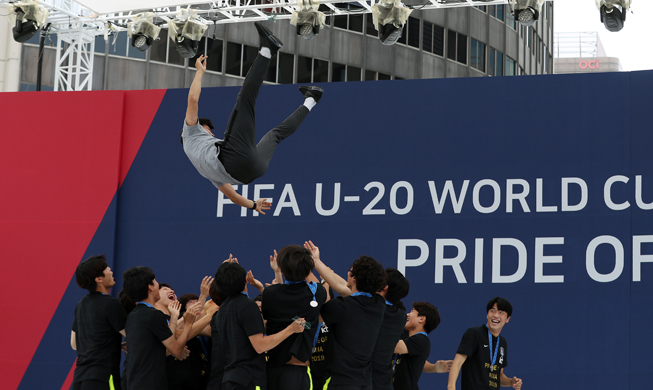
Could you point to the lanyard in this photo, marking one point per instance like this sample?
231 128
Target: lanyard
361 293
317 334
496 350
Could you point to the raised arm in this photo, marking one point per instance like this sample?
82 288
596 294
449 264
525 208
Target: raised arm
195 90
337 283
455 370
236 198
176 345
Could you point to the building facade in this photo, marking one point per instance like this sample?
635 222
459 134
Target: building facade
455 42
582 52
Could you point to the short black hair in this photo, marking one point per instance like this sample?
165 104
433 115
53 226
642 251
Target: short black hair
398 285
206 121
369 274
90 269
502 304
136 281
216 295
183 300
431 313
231 278
295 262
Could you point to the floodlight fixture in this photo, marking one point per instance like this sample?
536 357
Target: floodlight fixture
389 18
28 17
142 31
308 19
186 31
613 13
527 12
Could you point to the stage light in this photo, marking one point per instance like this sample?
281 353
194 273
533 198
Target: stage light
389 17
186 31
308 19
27 16
613 13
527 12
143 31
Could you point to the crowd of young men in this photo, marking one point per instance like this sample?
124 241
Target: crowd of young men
301 337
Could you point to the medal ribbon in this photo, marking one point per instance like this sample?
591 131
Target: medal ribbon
496 350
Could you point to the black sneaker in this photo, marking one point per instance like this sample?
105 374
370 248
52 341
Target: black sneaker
267 39
312 91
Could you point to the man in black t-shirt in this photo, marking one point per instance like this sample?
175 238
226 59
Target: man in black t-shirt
392 327
148 334
354 321
241 334
483 353
413 350
97 328
288 362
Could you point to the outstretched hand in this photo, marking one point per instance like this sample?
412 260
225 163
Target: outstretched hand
315 251
205 286
516 383
273 262
200 64
174 307
262 204
254 282
231 259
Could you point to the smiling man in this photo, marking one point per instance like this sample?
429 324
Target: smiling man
483 353
98 328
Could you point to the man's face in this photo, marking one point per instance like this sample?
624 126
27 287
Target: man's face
167 295
155 290
208 129
496 319
351 281
189 303
412 320
107 278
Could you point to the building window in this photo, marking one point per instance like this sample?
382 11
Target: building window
370 29
371 75
497 11
477 55
413 31
510 20
312 70
510 67
495 63
457 47
214 52
341 72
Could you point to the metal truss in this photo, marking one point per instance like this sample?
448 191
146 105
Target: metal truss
78 26
74 64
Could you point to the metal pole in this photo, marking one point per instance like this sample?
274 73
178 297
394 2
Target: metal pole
39 70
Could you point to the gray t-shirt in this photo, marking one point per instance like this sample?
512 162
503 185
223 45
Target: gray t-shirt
200 148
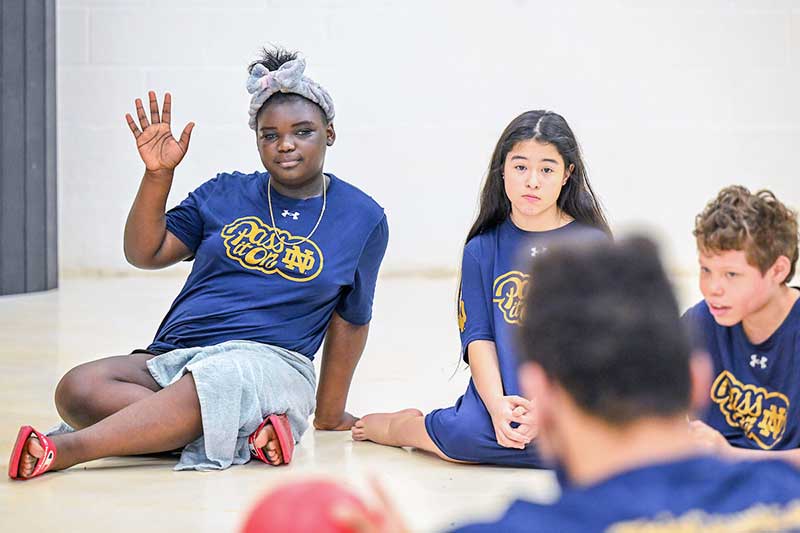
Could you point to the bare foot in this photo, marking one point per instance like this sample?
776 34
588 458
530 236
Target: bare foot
31 454
268 441
377 426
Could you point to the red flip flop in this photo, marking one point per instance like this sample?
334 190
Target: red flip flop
284 433
42 465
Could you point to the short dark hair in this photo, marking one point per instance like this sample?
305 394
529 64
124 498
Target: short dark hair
602 321
272 59
756 223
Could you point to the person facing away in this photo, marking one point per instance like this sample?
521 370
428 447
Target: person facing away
749 322
281 259
608 363
536 192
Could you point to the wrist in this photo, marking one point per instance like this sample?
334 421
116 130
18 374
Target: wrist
161 175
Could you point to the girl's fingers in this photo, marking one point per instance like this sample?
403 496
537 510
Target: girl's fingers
514 436
154 118
166 113
140 113
519 401
132 125
186 136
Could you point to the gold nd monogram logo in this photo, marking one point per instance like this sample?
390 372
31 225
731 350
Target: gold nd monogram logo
761 414
258 246
509 295
462 313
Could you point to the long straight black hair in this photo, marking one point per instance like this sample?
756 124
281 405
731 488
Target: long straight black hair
577 199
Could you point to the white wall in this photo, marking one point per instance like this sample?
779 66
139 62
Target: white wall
671 100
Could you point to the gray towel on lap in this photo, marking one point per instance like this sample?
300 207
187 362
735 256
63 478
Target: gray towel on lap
239 383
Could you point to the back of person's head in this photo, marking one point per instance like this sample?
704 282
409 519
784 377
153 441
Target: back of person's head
602 322
755 223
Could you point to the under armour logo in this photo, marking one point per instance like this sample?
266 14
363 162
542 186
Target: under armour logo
758 361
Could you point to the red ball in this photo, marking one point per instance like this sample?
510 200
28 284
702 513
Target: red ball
302 507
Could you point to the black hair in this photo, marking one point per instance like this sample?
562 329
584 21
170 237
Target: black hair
602 321
577 199
272 59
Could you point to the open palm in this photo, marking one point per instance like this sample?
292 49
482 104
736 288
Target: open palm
157 147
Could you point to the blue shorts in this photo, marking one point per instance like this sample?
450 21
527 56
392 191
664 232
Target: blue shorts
465 432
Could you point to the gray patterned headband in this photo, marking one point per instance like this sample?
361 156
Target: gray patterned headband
289 78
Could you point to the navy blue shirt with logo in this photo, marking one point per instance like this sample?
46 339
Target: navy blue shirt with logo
494 283
756 388
269 283
697 494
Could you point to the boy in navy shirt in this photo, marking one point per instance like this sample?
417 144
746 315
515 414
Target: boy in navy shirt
749 322
608 365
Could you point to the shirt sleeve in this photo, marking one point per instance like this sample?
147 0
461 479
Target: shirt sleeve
474 312
355 303
185 220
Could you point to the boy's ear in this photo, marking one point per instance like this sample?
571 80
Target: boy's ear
780 269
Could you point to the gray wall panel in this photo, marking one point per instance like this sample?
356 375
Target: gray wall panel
28 258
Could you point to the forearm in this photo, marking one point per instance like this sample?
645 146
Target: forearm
344 344
485 370
145 229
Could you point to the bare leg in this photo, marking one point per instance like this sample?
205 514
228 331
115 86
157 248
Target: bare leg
92 391
160 422
403 428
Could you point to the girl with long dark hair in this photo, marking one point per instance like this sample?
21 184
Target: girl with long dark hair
536 191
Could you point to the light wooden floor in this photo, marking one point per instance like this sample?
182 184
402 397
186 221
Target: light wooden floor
410 359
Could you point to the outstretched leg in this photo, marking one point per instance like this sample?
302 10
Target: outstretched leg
401 429
162 421
93 391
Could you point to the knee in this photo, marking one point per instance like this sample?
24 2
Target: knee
74 393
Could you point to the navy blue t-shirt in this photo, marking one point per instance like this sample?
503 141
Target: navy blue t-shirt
252 281
494 282
756 388
700 494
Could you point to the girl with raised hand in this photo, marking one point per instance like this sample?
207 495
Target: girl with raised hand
282 259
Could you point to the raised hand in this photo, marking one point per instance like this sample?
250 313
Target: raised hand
157 147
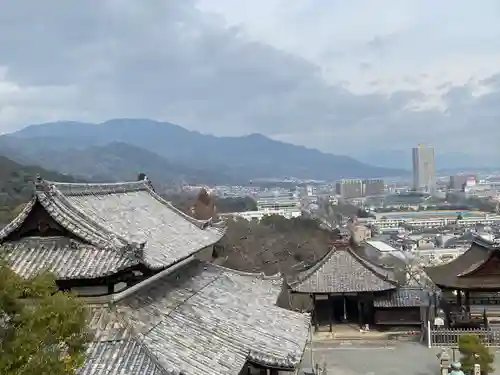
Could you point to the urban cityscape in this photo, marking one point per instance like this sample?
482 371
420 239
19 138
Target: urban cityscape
215 187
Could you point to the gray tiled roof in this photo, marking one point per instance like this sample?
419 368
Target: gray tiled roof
65 257
125 357
343 271
205 320
403 297
128 218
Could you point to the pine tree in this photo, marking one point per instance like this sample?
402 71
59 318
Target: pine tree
42 331
474 351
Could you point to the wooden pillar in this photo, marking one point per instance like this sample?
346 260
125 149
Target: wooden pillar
467 301
345 308
315 318
330 312
360 313
459 298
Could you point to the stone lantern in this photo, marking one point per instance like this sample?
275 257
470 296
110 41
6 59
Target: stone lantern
444 361
456 369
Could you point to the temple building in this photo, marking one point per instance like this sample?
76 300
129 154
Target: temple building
157 306
470 283
344 287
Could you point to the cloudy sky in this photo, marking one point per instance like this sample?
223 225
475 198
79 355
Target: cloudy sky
332 74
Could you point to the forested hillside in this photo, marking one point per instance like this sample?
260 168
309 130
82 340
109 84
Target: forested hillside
16 185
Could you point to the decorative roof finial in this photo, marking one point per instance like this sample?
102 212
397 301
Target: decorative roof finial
38 182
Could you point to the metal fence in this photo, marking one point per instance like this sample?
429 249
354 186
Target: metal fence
447 337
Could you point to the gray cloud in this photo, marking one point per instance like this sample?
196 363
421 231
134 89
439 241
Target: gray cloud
168 60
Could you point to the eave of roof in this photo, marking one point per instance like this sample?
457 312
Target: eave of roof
92 212
344 271
64 257
203 320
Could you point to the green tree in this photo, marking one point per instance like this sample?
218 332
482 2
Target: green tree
474 351
42 331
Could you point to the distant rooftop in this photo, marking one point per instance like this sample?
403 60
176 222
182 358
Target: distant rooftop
381 246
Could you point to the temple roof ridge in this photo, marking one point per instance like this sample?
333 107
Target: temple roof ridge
260 275
342 271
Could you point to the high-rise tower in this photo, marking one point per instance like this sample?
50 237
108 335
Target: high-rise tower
424 169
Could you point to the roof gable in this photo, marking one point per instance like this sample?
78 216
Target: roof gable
343 271
129 217
474 269
204 319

════════════════════

[Exercise task] Return the lines beginning at the one that contains "Could you point to the distant" and continuing through the last line of the data, exactly as they stand and without any others.

[Written solution]
Could you point to the distant rooftop in this photo, marking one point per instance like this sample?
403 60
176 222
182 358
Target: distant rooftop
381 246
Could you point to the temple roof ridge in this photo, marking one point per instance like this sample?
333 107
Target: temple roof ridge
260 275
342 271
Could you point to the high-rise tower in this photo, marking one point per instance like this sample?
50 237
108 335
Target: high-rise tower
424 169
Could you point to the roof gable in this photo, marking one point per instance like this sample?
78 216
Target: roof gable
343 271
129 217
474 269
204 319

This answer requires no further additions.